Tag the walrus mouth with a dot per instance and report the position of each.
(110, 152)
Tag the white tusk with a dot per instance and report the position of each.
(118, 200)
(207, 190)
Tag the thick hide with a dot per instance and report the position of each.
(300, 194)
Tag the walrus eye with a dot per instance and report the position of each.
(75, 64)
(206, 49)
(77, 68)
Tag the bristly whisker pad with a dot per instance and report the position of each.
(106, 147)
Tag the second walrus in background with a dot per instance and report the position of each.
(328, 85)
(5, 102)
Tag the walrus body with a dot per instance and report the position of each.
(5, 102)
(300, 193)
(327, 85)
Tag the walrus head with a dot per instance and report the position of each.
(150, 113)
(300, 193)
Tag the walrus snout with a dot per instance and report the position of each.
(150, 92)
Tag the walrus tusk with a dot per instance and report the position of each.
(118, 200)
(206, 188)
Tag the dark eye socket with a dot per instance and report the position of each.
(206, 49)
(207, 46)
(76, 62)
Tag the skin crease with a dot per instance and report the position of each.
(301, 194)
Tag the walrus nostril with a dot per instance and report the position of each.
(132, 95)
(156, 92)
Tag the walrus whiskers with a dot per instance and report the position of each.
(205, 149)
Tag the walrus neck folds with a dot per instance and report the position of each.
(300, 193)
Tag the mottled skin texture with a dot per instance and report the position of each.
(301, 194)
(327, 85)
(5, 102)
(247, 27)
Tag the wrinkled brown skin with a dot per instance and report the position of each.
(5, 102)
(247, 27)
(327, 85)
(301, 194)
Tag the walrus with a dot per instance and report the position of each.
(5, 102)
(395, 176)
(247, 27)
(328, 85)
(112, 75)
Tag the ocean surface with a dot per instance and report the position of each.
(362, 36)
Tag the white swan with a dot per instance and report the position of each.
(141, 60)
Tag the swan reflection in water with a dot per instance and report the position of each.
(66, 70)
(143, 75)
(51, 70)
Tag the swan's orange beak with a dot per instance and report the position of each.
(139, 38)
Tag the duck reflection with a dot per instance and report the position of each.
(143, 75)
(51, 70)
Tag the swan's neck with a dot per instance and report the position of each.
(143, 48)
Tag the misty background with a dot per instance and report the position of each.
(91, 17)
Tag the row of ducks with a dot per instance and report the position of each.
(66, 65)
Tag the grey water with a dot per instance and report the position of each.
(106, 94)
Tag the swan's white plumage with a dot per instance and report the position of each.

·····

Request:
Please give back all of the records exactly as written.

Final result:
Tag the walrus mouth with a dot per instance and report the position of each.
(110, 152)
Tag the white tusk with a dot per instance and report the position of each.
(118, 200)
(207, 190)
Tag the thick hide with a dot per instance and report the position of each.
(300, 194)
Tag the walrus eye with a dot per instance and report the position of each.
(75, 64)
(206, 49)
(77, 68)
Tag the bristly whisker pad with a dot per instance and report the position of each.
(106, 147)
Tag the second walrus in background with a dot per instance and report the position of each.
(328, 85)
(5, 102)
Tag the walrus body with a dot per instance and report the position of each.
(5, 102)
(300, 193)
(327, 85)
Tag the walrus head with a dot per instance and report the position of each.
(150, 113)
(300, 193)
Tag the walrus snout with a dot per instance and report the position of each.
(150, 92)
Tag the walrus tusk with a dot per instance and report the position of each.
(118, 200)
(206, 188)
Tag the dark eye socket with a dot per instance and report the position of each.
(206, 49)
(207, 46)
(76, 62)
Tag the skin crease with a dot per instance and report the position of each.
(301, 194)
Tag the walrus nostril with a dot per instance and report the position of each.
(132, 95)
(156, 92)
Tag the walrus whiskers with a dot per instance and report the position of each.
(205, 149)
Tag the walrus neck folds with a dot per instance and report the position of each.
(300, 193)
Tag the mottled skin texture with a dot per instance and report the position of each.
(301, 194)
(327, 85)
(5, 102)
(247, 27)
Tag the wrinkled brown skin with a dot per instance and report the position of each.
(5, 102)
(247, 27)
(327, 85)
(301, 194)
Tag the walrus with a dot per instance and report the position of each.
(5, 102)
(395, 176)
(247, 27)
(328, 85)
(112, 75)
Tag the ocean surface with a dot per instance and report the position of each.
(362, 36)
Tag the white swan with a dot per instance and report the position of each.
(141, 60)
Tag the swan reflection in water with a dot per instance and report the position of each.
(66, 70)
(143, 75)
(51, 70)
Tag the swan's orange beak with a dot per instance and report the position of each.
(139, 38)
Tag the duck reflection with a dot per instance and report the position of each.
(143, 75)
(51, 70)
Tag the swan's neck with a dot per instance and report the position of each.
(143, 48)
Tag the misty background with a dot per instance and report the position of each.
(91, 17)
Tag the row of ducks with a dot per instance and report the position of each.
(66, 65)
Tag the grey water with a dot per instance and report the position of each.
(106, 94)
Tag the swan's white plumage with a dot per instance and report the position of each.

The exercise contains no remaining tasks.